• [Listing]:
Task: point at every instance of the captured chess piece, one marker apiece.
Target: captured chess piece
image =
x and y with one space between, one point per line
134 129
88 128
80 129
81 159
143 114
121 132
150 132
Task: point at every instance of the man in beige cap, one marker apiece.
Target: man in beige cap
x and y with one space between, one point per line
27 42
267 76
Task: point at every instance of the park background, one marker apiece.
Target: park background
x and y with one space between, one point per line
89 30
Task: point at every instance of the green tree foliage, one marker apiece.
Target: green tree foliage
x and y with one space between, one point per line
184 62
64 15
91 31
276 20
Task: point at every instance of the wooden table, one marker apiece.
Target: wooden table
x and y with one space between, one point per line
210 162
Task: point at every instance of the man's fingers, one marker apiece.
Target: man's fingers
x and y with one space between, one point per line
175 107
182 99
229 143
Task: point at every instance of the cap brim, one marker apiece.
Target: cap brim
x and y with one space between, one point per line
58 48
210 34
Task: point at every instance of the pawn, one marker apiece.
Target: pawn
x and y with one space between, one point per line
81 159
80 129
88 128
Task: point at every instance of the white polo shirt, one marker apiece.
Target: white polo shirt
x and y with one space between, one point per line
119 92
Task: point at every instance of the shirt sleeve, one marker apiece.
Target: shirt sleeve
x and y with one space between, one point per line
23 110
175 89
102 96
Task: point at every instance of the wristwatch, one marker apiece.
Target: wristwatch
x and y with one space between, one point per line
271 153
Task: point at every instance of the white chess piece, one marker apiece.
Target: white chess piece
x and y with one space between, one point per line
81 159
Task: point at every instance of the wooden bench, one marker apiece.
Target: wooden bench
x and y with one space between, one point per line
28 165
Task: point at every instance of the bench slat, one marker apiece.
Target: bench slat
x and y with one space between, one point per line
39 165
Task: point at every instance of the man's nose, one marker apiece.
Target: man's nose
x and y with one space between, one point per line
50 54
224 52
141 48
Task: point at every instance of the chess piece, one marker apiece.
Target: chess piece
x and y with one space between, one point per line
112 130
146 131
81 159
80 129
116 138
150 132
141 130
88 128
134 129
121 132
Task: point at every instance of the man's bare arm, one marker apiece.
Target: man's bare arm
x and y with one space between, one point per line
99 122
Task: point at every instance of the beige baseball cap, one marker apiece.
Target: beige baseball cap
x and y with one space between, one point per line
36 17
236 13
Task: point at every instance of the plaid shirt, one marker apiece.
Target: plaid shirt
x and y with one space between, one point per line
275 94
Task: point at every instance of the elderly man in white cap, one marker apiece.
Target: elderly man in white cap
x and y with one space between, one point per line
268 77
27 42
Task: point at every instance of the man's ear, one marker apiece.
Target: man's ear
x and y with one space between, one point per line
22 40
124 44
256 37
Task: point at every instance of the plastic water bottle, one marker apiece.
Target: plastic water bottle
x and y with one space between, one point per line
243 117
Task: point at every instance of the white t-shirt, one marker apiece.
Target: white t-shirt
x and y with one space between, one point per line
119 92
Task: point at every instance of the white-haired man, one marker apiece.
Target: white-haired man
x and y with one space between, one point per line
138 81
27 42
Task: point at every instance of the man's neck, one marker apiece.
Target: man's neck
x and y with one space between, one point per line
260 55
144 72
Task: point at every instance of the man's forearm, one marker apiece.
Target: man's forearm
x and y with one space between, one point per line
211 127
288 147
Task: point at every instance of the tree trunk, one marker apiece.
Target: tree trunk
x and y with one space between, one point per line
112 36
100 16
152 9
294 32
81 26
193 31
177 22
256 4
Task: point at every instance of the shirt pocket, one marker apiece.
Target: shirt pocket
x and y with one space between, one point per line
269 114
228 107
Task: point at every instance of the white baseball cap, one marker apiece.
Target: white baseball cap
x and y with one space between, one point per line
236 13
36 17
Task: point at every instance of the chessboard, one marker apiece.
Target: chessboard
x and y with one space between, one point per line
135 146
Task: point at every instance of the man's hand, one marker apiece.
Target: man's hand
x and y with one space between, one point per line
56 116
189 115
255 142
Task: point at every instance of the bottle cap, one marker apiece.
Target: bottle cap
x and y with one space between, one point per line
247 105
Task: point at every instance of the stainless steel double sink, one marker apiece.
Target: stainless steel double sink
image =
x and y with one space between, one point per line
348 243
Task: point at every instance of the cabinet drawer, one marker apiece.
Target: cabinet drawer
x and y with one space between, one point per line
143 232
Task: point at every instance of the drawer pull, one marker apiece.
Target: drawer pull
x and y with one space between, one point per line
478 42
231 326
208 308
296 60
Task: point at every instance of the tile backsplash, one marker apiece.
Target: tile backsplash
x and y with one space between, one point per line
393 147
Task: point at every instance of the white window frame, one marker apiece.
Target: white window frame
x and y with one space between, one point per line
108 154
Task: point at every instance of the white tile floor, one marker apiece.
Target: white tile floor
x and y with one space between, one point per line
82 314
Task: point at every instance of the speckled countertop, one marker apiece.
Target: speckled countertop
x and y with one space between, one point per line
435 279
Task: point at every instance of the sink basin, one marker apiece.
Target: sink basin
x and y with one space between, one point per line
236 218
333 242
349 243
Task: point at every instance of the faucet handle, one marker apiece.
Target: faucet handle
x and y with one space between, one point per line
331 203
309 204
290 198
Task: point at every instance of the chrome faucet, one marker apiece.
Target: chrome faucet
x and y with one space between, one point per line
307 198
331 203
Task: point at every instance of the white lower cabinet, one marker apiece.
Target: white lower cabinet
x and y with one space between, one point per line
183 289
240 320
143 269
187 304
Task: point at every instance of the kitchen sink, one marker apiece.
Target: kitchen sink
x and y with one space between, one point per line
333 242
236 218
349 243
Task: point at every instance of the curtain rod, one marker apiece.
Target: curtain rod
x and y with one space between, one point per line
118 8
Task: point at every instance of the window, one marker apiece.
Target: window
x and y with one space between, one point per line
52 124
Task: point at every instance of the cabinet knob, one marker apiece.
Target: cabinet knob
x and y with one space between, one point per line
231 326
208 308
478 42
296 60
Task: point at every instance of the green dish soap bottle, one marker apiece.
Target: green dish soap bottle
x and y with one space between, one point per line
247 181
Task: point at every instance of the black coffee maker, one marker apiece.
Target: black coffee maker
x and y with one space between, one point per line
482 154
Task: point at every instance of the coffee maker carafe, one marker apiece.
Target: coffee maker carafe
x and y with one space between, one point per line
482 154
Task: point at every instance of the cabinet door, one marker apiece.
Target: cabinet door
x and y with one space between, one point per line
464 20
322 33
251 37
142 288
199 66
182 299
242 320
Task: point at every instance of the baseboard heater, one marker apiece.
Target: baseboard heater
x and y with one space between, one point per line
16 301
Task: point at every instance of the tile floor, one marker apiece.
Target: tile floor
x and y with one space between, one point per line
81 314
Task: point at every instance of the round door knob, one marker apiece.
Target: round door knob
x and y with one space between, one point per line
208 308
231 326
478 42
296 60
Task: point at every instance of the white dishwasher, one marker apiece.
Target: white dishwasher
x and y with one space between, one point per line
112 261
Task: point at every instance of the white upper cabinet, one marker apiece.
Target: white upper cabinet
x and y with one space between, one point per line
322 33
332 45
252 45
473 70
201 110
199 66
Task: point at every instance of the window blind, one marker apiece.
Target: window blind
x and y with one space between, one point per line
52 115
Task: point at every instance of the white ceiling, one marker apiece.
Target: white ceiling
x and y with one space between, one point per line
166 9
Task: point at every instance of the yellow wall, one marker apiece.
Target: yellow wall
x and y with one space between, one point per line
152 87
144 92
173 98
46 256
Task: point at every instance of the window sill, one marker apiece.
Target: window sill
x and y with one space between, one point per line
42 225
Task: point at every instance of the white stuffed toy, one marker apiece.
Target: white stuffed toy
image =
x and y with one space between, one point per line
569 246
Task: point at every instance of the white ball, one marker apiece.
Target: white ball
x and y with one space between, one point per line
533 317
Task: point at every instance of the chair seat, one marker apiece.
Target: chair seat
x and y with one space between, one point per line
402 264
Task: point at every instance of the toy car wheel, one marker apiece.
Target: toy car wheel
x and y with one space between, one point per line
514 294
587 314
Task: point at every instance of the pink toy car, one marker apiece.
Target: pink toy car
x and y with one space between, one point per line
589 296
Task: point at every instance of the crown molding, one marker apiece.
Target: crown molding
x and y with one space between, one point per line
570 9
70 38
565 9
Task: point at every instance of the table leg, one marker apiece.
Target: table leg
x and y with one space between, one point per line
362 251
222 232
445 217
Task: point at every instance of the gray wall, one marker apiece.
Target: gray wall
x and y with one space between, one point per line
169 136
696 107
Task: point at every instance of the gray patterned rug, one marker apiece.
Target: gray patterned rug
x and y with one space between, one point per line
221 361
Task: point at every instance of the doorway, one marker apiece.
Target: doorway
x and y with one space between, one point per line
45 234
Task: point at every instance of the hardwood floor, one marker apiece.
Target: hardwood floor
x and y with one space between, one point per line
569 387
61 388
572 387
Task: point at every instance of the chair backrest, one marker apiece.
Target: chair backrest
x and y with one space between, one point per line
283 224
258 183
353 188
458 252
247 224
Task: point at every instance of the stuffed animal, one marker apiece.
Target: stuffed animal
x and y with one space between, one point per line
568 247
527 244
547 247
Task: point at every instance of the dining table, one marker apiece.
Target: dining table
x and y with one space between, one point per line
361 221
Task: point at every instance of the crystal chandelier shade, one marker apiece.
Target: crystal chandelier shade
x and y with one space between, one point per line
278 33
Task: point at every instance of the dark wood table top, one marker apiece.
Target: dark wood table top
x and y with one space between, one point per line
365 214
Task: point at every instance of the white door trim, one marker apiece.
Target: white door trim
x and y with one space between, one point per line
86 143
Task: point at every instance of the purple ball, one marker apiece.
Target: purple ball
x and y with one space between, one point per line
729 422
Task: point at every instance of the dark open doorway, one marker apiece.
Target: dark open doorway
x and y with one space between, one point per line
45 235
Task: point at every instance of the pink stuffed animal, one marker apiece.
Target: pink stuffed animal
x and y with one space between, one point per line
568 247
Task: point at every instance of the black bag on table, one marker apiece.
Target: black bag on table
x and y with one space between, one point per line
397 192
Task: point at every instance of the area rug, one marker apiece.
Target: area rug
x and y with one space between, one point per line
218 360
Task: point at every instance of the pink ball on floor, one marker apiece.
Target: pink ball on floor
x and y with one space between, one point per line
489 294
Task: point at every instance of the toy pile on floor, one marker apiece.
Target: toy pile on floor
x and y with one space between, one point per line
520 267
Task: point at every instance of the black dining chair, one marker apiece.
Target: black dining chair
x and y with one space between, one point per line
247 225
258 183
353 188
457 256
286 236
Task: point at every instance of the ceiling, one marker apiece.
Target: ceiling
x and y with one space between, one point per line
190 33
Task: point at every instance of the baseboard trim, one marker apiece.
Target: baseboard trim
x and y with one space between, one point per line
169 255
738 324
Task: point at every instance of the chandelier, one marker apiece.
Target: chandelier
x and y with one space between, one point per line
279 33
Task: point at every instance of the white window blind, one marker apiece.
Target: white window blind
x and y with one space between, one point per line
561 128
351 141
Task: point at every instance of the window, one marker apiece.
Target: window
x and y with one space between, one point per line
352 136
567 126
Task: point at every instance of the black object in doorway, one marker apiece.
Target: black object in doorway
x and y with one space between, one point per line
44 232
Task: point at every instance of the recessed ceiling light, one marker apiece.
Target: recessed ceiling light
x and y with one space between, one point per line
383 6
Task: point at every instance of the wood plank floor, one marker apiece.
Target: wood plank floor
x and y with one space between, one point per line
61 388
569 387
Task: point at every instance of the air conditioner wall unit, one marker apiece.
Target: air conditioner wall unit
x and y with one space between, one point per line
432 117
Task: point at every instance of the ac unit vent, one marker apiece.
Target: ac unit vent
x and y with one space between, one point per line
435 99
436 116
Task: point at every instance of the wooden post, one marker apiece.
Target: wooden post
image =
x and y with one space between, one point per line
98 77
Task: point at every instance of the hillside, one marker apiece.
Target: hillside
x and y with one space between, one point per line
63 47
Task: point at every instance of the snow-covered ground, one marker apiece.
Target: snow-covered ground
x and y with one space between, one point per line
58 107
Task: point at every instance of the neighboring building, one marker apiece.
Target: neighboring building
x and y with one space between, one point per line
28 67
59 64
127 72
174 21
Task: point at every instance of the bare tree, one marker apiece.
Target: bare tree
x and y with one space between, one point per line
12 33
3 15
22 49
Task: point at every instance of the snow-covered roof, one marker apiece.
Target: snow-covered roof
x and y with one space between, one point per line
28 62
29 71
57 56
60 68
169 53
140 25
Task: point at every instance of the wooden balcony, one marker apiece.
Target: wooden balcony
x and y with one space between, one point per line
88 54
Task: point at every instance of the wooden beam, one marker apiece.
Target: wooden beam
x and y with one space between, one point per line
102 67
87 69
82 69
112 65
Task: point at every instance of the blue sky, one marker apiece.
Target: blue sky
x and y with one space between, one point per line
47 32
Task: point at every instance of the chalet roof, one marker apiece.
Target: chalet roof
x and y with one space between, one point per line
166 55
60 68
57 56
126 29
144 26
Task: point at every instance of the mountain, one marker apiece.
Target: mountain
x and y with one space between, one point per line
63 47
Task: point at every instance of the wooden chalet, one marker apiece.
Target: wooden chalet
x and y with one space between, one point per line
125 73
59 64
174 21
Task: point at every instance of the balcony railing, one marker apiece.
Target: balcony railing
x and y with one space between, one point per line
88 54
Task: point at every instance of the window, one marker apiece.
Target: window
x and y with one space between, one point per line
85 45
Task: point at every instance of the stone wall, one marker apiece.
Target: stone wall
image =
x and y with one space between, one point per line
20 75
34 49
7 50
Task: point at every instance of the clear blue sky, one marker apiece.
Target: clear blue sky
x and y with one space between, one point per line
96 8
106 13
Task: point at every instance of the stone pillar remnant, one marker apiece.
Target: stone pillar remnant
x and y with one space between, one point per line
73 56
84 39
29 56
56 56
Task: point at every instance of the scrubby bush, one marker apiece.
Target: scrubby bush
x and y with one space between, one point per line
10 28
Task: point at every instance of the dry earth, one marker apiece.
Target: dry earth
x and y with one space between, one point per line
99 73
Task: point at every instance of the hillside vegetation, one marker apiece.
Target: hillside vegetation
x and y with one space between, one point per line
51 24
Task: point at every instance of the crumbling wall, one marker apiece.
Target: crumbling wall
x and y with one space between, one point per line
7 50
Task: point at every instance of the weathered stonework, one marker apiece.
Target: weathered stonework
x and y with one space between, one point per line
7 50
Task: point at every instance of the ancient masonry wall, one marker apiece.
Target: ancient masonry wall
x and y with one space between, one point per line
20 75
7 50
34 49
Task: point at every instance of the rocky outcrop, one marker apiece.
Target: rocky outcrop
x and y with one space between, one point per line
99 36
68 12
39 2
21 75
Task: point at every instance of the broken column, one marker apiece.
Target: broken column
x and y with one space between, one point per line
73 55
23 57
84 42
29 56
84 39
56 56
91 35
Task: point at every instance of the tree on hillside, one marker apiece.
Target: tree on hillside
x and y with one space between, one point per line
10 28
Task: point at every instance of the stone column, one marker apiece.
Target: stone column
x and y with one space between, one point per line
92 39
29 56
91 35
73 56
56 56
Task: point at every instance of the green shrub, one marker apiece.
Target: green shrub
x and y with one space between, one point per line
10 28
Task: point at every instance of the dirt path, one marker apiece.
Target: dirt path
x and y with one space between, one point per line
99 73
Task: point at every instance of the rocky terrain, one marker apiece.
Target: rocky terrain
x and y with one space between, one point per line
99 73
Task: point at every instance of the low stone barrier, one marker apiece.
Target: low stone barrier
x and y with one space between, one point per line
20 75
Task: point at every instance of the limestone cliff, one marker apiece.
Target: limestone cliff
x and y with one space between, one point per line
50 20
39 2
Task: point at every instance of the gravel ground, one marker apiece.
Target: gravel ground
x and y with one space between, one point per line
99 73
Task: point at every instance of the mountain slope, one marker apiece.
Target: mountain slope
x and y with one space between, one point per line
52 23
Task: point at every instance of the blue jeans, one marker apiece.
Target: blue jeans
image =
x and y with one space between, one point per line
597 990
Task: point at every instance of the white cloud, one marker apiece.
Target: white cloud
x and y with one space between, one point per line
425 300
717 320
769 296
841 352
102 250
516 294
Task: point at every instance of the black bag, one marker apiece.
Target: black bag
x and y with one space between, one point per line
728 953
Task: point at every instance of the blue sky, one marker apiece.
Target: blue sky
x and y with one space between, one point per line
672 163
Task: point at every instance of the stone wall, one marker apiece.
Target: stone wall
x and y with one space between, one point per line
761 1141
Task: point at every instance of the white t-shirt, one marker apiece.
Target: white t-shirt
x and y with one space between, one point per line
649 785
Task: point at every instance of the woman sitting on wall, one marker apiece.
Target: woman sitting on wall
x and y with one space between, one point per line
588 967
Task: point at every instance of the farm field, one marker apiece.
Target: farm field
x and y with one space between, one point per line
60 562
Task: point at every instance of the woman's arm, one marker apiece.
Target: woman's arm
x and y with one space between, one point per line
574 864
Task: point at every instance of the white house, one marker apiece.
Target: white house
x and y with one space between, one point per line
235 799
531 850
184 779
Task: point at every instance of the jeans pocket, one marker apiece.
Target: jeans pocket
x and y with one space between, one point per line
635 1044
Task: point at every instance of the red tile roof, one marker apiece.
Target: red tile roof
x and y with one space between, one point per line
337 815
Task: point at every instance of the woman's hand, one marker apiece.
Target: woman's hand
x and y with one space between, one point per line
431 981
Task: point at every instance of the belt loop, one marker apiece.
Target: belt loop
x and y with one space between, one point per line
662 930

• [Exercise directions]:
Give the lines exactly as they stand, from the line with "Task: point at every instance of the black bag, one" through the end of the material.

• [Reply to the task]:
Task: point at every instance of the black bag, one marker apiece.
Target: black bag
x and y with one space between, one point per line
728 953
Task: point at every instance of the blue sky, one marker apiece.
Target: blue sky
x and y with one space between, one point per line
672 163
Task: point at every instance of the stone wall, one marker apiece.
Target: stone wall
x and y with one space between, one point per line
761 1141
Task: point at every instance of the white t-shirt, one marker apiece.
Target: white t-shirt
x and y with one space between, one point per line
649 785
Task: point at every instance of the woman sitting on wall, one marker apiece.
Target: woman sitting on wall
x and y with one space between, one point per line
588 967
Task: point at every instance of the farm field, one marker apiece.
Target: farm field
x and y with one space between, one point per line
60 562
Task: point at every instance of the woman's arm, one marker apiece.
Target: woman's arm
x and y with one space between, one point per line
574 864
Task: point at every instance of the white house, one marker apiece.
Target: white house
x and y with one space between, one point per line
235 799
531 850
184 779
Task: point at every instance of the jeans pocket, one marker apiece.
Target: jeans pocket
x and y with one space between, one point per line
635 1044
Task: point at every instance of the red tile roof, one marker apiece.
Target: red tile roof
x and y with one space between, one point per line
337 815
Task: point at every instance of the woman's hand, one marker apiece.
Target: woman's hand
x and y with one space between, one point per line
431 981
Task: point at every instance of the belt loop, one marker apiece.
Target: belt loop
x and y with one space between, one point per line
662 930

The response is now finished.